## WHAT YOU NEED TO DO
Locate every line in the records below that contains the word "dirt", and copy each one.

Data records
◇ ◇ ◇ ◇ ◇ ◇ ◇

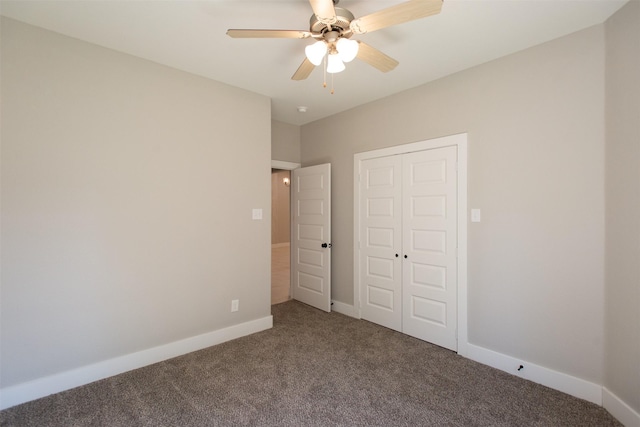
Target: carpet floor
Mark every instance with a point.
(312, 369)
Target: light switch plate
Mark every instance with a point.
(475, 215)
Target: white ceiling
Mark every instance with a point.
(190, 36)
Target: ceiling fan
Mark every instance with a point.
(332, 28)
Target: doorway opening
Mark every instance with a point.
(280, 236)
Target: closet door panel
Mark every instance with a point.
(429, 206)
(380, 241)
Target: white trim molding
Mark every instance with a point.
(530, 371)
(619, 409)
(279, 164)
(41, 387)
(342, 308)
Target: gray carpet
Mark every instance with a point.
(312, 369)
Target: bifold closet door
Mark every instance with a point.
(408, 244)
(429, 224)
(381, 241)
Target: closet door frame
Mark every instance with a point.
(459, 141)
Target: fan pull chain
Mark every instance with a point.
(324, 70)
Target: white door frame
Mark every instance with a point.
(460, 141)
(289, 166)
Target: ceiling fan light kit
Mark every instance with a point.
(332, 27)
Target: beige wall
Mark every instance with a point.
(285, 142)
(622, 310)
(280, 207)
(536, 143)
(126, 218)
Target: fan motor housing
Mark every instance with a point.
(343, 19)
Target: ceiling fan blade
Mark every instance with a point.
(324, 11)
(375, 58)
(398, 14)
(303, 70)
(269, 34)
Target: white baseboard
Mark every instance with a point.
(342, 308)
(557, 380)
(41, 387)
(619, 409)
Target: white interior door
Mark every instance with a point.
(381, 241)
(430, 246)
(311, 236)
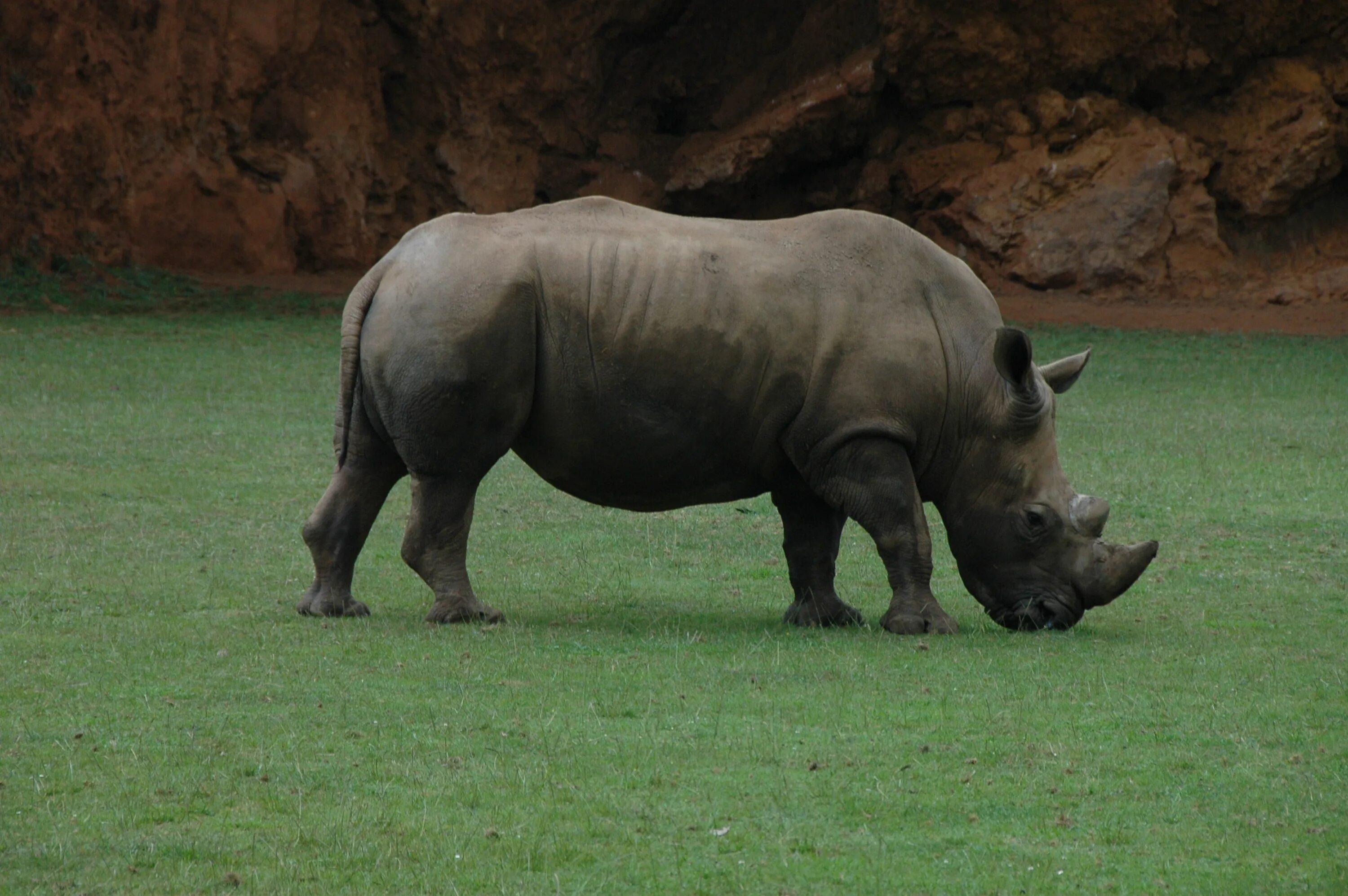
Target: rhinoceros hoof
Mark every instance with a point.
(812, 615)
(323, 604)
(464, 614)
(913, 624)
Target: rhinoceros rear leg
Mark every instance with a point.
(436, 546)
(339, 526)
(811, 533)
(873, 480)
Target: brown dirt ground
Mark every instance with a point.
(1018, 304)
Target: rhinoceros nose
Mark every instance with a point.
(1088, 514)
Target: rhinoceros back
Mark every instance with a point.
(687, 360)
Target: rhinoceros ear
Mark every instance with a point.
(1014, 359)
(1060, 375)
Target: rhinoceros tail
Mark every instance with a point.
(352, 320)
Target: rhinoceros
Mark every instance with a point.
(840, 362)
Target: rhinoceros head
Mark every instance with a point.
(1028, 546)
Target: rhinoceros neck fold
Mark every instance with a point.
(937, 455)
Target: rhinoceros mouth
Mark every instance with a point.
(1038, 612)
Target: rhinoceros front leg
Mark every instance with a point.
(873, 481)
(436, 546)
(811, 533)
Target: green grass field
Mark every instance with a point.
(643, 723)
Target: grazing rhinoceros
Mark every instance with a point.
(840, 362)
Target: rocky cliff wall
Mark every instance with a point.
(1185, 149)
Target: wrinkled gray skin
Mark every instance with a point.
(840, 362)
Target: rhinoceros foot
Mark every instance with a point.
(323, 603)
(823, 614)
(929, 619)
(464, 612)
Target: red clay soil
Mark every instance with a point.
(1157, 162)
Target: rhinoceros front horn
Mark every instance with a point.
(1115, 569)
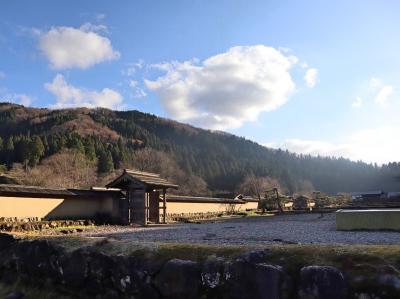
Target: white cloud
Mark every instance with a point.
(311, 77)
(383, 94)
(68, 47)
(138, 92)
(378, 145)
(133, 68)
(227, 89)
(70, 96)
(18, 98)
(357, 103)
(374, 82)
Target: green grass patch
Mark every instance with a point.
(32, 292)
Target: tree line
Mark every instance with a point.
(222, 161)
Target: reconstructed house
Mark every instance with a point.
(133, 197)
(303, 202)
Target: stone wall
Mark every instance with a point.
(88, 273)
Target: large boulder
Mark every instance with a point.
(255, 256)
(321, 282)
(6, 241)
(75, 269)
(179, 279)
(133, 276)
(15, 295)
(256, 281)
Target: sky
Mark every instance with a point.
(313, 77)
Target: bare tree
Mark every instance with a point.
(66, 169)
(151, 160)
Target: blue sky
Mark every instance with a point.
(318, 77)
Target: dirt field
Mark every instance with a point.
(284, 229)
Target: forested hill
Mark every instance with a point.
(110, 138)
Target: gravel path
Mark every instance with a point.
(283, 229)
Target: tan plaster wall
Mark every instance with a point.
(189, 207)
(55, 208)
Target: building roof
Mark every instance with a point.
(145, 179)
(376, 192)
(35, 191)
(199, 199)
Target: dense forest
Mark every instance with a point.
(108, 140)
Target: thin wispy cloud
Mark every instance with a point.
(68, 96)
(18, 98)
(369, 145)
(68, 47)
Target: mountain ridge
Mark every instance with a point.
(221, 159)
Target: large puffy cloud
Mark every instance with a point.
(383, 94)
(69, 96)
(68, 47)
(369, 145)
(227, 89)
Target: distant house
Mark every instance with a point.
(393, 195)
(368, 195)
(303, 202)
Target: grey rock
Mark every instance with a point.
(256, 281)
(254, 256)
(321, 282)
(38, 258)
(6, 241)
(178, 279)
(15, 295)
(74, 269)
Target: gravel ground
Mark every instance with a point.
(283, 229)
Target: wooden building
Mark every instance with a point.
(143, 190)
(132, 198)
(303, 202)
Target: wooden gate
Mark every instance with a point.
(154, 207)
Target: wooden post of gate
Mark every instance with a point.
(164, 207)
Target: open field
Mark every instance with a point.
(282, 229)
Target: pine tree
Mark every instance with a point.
(90, 151)
(105, 164)
(36, 151)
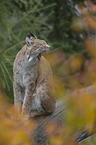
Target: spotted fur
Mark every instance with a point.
(33, 79)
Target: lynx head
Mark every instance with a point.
(35, 47)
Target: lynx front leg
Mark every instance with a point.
(27, 101)
(17, 96)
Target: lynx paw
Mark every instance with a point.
(25, 117)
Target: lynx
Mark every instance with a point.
(33, 80)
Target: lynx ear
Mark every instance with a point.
(28, 41)
(32, 36)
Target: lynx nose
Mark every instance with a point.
(47, 46)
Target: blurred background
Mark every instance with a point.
(68, 26)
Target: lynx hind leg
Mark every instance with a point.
(47, 101)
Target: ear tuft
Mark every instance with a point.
(32, 36)
(28, 41)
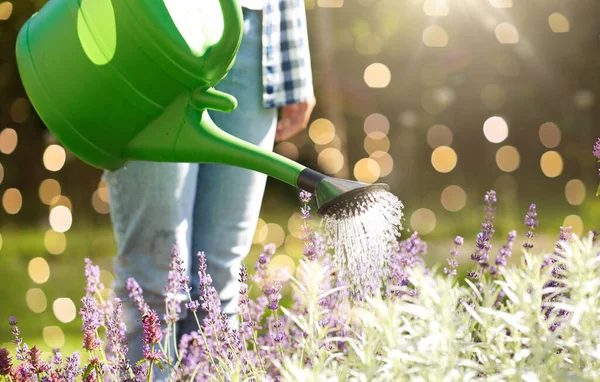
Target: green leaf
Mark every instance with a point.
(88, 370)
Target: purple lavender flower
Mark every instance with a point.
(483, 239)
(91, 314)
(151, 354)
(175, 280)
(72, 369)
(35, 360)
(305, 213)
(5, 362)
(531, 223)
(306, 196)
(137, 295)
(452, 260)
(408, 254)
(21, 348)
(314, 247)
(14, 328)
(57, 358)
(90, 341)
(271, 287)
(263, 262)
(151, 326)
(504, 253)
(92, 276)
(596, 149)
(115, 335)
(193, 305)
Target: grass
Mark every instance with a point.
(20, 245)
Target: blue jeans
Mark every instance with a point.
(200, 207)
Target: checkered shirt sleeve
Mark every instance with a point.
(287, 74)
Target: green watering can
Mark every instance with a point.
(123, 80)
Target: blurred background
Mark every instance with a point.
(441, 99)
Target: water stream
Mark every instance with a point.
(362, 238)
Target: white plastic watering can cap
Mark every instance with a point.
(200, 22)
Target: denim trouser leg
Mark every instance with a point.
(201, 207)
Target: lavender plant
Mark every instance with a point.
(596, 153)
(538, 320)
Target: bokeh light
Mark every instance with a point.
(423, 221)
(444, 159)
(495, 129)
(39, 270)
(501, 3)
(385, 162)
(335, 143)
(492, 96)
(558, 23)
(12, 201)
(330, 160)
(54, 157)
(435, 36)
(551, 163)
(376, 141)
(506, 33)
(60, 219)
(439, 135)
(6, 8)
(275, 234)
(584, 99)
(284, 264)
(436, 8)
(576, 224)
(376, 123)
(20, 110)
(321, 131)
(508, 158)
(288, 150)
(575, 192)
(260, 233)
(55, 242)
(8, 141)
(36, 301)
(377, 75)
(367, 170)
(454, 198)
(550, 134)
(49, 191)
(64, 309)
(53, 337)
(61, 201)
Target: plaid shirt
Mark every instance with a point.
(287, 75)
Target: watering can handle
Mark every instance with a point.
(226, 48)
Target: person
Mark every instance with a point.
(211, 207)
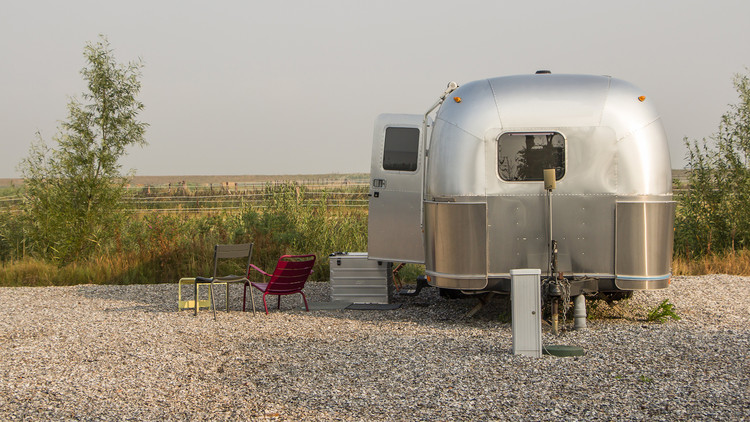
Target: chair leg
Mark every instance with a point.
(213, 301)
(305, 299)
(195, 284)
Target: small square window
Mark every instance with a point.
(401, 150)
(524, 156)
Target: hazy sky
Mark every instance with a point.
(286, 87)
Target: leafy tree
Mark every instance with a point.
(73, 193)
(713, 214)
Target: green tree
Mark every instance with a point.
(713, 214)
(73, 193)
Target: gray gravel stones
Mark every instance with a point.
(125, 353)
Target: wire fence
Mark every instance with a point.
(225, 197)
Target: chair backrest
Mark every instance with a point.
(239, 250)
(290, 274)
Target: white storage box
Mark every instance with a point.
(356, 279)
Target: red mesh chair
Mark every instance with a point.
(288, 278)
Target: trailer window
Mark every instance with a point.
(401, 148)
(524, 156)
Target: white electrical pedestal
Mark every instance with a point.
(525, 294)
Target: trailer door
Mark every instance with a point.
(396, 180)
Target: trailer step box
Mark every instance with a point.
(357, 279)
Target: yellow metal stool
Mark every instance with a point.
(190, 304)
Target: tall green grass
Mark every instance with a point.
(162, 247)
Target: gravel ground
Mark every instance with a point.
(125, 353)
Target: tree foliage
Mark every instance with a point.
(714, 214)
(73, 192)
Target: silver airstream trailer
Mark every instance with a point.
(461, 188)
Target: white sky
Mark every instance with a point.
(293, 87)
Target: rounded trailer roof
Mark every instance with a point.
(549, 101)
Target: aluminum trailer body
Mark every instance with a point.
(465, 194)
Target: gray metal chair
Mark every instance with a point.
(225, 252)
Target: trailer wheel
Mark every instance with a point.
(451, 293)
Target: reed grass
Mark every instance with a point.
(733, 262)
(163, 247)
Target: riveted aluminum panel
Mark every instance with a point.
(456, 244)
(583, 226)
(645, 237)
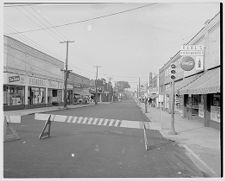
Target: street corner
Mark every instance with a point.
(199, 162)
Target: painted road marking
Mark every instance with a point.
(98, 121)
(90, 120)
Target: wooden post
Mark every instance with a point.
(173, 132)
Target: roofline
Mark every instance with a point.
(161, 69)
(34, 48)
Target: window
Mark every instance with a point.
(37, 95)
(13, 95)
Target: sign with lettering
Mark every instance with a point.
(187, 63)
(192, 50)
(37, 82)
(14, 78)
(53, 84)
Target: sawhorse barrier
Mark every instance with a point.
(10, 133)
(49, 118)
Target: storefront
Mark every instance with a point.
(202, 99)
(69, 94)
(14, 91)
(55, 93)
(22, 91)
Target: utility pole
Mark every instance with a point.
(173, 132)
(139, 87)
(66, 72)
(96, 89)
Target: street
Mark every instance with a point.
(91, 151)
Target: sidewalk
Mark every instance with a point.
(43, 109)
(201, 143)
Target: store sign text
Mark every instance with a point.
(37, 82)
(14, 78)
(187, 63)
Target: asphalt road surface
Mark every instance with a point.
(90, 151)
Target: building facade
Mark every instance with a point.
(78, 88)
(31, 78)
(198, 94)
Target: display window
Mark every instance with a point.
(13, 95)
(36, 95)
(54, 96)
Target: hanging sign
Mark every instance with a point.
(187, 63)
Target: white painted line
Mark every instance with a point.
(69, 119)
(13, 119)
(111, 122)
(39, 116)
(60, 118)
(75, 119)
(105, 123)
(100, 122)
(117, 123)
(90, 119)
(84, 121)
(79, 120)
(130, 124)
(96, 119)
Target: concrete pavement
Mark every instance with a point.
(43, 109)
(201, 143)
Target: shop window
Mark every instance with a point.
(13, 95)
(195, 100)
(54, 93)
(216, 100)
(37, 95)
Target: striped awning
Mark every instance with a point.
(182, 83)
(208, 82)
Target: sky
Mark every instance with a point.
(127, 40)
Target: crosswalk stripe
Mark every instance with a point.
(105, 123)
(119, 123)
(90, 120)
(74, 119)
(84, 120)
(69, 119)
(114, 121)
(79, 120)
(108, 122)
(100, 121)
(111, 122)
(95, 121)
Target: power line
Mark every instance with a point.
(87, 20)
(37, 21)
(29, 40)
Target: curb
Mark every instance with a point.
(199, 163)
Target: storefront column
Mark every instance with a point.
(26, 95)
(206, 111)
(46, 97)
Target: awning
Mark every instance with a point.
(182, 83)
(153, 96)
(83, 92)
(208, 83)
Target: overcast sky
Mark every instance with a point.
(126, 45)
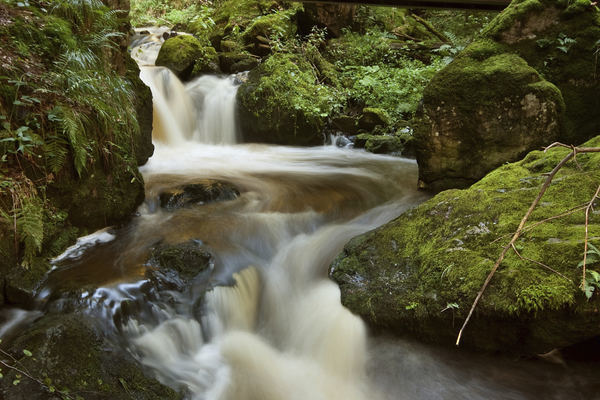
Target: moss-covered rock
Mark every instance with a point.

◇ ◇ ◇ ◇ ◇ ◇ ◇

## WRITTEN RESPONSE
Target: brown dirt ground
Target: dirt field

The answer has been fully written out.